begin Material
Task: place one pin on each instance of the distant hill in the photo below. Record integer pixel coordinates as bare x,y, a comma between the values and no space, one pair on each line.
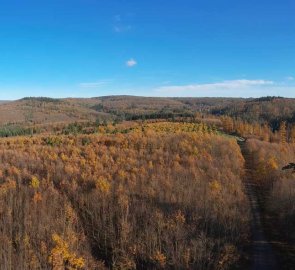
42,110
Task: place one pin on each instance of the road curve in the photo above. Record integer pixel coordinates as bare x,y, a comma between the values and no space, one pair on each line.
263,256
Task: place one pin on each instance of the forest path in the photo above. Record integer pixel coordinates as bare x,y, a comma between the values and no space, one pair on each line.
263,256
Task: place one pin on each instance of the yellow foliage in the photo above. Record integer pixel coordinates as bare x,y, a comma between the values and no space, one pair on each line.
35,183
179,217
160,259
61,253
37,197
102,185
215,186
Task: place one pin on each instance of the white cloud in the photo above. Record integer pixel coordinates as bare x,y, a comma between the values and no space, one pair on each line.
93,84
131,63
214,87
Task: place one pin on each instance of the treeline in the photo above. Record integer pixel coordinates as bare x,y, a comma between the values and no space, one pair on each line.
284,134
14,130
276,191
149,199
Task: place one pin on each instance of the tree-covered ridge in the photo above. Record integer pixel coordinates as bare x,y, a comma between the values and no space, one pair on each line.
148,199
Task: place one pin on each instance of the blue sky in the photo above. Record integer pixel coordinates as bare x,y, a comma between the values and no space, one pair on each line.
85,48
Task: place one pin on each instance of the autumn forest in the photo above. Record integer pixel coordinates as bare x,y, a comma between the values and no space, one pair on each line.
128,182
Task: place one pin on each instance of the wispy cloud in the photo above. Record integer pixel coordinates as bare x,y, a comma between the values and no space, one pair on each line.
131,63
93,84
214,87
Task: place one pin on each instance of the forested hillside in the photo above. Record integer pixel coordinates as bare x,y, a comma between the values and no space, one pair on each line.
160,197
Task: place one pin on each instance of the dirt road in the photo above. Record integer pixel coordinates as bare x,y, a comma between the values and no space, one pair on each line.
263,255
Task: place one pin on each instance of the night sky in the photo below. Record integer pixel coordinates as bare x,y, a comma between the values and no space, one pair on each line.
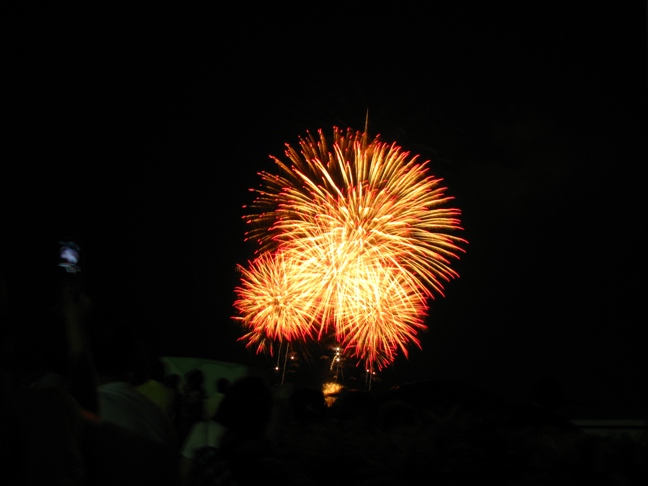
140,132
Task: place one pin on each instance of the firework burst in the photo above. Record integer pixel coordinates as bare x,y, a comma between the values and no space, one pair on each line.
353,240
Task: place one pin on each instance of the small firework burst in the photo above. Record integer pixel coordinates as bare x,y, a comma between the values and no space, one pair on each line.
353,240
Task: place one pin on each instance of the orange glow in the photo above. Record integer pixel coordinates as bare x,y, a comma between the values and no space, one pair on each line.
354,238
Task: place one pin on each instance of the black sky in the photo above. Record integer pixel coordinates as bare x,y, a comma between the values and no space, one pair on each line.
141,130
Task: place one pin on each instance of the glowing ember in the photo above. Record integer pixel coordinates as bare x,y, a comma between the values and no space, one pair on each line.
353,241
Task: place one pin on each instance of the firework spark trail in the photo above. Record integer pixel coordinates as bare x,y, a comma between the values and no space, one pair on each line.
359,235
274,299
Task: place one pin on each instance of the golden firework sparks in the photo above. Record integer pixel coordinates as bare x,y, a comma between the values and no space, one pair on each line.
356,237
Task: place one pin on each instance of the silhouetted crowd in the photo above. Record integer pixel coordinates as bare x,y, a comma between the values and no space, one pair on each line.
78,410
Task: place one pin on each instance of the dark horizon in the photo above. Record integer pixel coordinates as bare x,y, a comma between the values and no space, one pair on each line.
143,133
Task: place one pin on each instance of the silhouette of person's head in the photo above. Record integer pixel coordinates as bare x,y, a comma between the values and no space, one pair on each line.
247,407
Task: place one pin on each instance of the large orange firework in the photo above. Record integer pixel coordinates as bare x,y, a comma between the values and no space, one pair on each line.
353,239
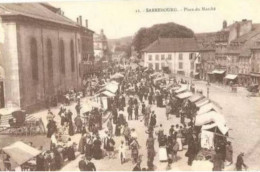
end Material
• [Instruction]: Reproduce the records verbatim, starting at the line containing "Task: place one pin on each instance of the golden" and ending at the end of the records. Omit the pictures.

• [Expected answer]:
Task: place one pin on each instance of the golden firework sparks in the photo above. Record integer pixel coordinates as bare x,y, a comma between the values and no space, one pair on each line.
356,237
Task: place one pin on each instance of the silhouetted crowd in the photo above. Record integer pixel coordinates as bare x,y, a comma between the values and no space, one pair on each line.
78,410
Task: place one pin on each instance of the dark horizon in the photo above. Record integer pixel coordinates as bare x,y, a comma between the values and no space, one pair on each line.
143,133
Task: place one pin on each instance of the silhouette of person's head in the photo above. Record integer pixel coordinates as bare x,y, a comma between the values and no space, one pair on each line.
247,407
Task: place one pin on each instance of the large orange firework in the photo above. Record integer pixel coordinates as bare x,y, a comma between the values and no space, one pair on each line.
353,239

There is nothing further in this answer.